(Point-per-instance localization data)
----------------
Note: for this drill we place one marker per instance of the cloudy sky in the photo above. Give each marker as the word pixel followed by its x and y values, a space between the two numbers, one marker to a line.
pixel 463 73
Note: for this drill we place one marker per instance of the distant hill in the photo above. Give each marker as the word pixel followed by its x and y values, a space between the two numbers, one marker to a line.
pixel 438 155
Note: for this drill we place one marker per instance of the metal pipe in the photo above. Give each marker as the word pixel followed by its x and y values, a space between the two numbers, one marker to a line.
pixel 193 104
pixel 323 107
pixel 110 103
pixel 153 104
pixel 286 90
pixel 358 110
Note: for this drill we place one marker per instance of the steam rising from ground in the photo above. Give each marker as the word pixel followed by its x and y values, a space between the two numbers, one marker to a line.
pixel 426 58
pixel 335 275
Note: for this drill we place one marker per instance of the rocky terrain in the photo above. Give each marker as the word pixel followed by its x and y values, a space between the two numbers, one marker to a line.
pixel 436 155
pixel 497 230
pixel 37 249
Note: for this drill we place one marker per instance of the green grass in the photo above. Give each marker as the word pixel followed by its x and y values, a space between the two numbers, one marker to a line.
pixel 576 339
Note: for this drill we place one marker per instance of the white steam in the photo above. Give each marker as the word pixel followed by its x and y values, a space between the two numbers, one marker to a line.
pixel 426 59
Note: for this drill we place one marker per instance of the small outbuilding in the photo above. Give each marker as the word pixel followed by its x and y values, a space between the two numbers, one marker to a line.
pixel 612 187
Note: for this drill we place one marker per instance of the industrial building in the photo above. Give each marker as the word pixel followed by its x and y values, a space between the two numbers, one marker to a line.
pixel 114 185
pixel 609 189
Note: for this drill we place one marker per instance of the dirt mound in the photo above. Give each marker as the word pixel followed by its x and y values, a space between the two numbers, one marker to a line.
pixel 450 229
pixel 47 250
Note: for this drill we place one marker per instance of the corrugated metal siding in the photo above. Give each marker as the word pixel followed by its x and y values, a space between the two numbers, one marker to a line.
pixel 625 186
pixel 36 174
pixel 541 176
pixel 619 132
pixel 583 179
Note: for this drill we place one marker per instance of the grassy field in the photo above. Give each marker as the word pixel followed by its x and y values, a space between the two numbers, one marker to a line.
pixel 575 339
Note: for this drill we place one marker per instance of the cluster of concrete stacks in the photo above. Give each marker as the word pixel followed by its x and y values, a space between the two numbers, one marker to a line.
----------------
Restate the records from above exactly as they read.

Note: for this drill we place one marker per instance of the cloudy sky in the photo above. Give each marker as the word pixel followed by its x and y values, a space between the two numbers, one marker to a line.
pixel 463 73
Note: for this drill we place one marker per instance of the distant hill in the photo above. Give each marker as the word pixel followed by its x and y values, a space between the two numbers, one marker to a line.
pixel 438 155
Note: for this drill we place one marker per instance of the metal pipe in the photo above. Give each marker as the word pixel followed by its x and y values, a space between the two numbers, one marker to a line.
pixel 193 104
pixel 323 107
pixel 110 103
pixel 153 104
pixel 286 90
pixel 358 110
Note: for this drill we place one marker per instance of the steam rising from ground in the photo above. Give each marker as the word pixel followed by its x and y values, a space between the two numbers, one marker to a line.
pixel 426 58
pixel 335 275
Note: for this drill we place one marker per instance of the rocky terrain in the photo above. Give each marker as the word pixel followed by its x and y values, a space between the two numbers, one marker to a line.
pixel 436 155
pixel 497 230
pixel 37 249
Note: for this drill we place one marker per instance of the green grass in the photo above. Give each marker as the word pixel followed by its x and y values, a space between the two numbers, one marker to a line.
pixel 576 339
Note: for this drill we place one marker per instance of the white steam in the photo above. Give each marker as the word pixel followed by its x and y values, a space between the two numbers, one marker to a line.
pixel 426 59
Note: for this drill we place one marker per instance of the small outbuilding in the photo above. Give each marker as the word pixel followed by its x and y values, a space between the two numbers, one marker to a line.
pixel 612 187
Note: for this drill we place one marker per instance of the industrial building in the photo above. Give each marker as the word pixel followed by its x and y values, a space between the two numbers, one marker to a line.
pixel 114 185
pixel 609 189
Note: for this drill we place one marker per instance of the dirt mound in the photo above. Give each marker as the word pixel followed by its x and y values, a space between the two numbers, one marker to a line.
pixel 450 229
pixel 47 250
Note: for this drill we place one marker per instance of the corrugated metal siding in the photo above. Give each marker as the word pixel followed by its x and y values, a space between the two numbers, one marker to a line.
pixel 625 186
pixel 36 174
pixel 541 176
pixel 619 132
pixel 583 179
Note: for this drill we place one marker per instance of the grassy field in the photo above. Give each marker as the word pixel followed by its x and y values, a space between the two numbers, one marker to a line.
pixel 575 339
Note: for this drill we place one marker per instance of the cluster of concrete stacks in the photo above. Give each marker as the word pixel followed by its x and y values, a space between the two numbers, one marker to a line.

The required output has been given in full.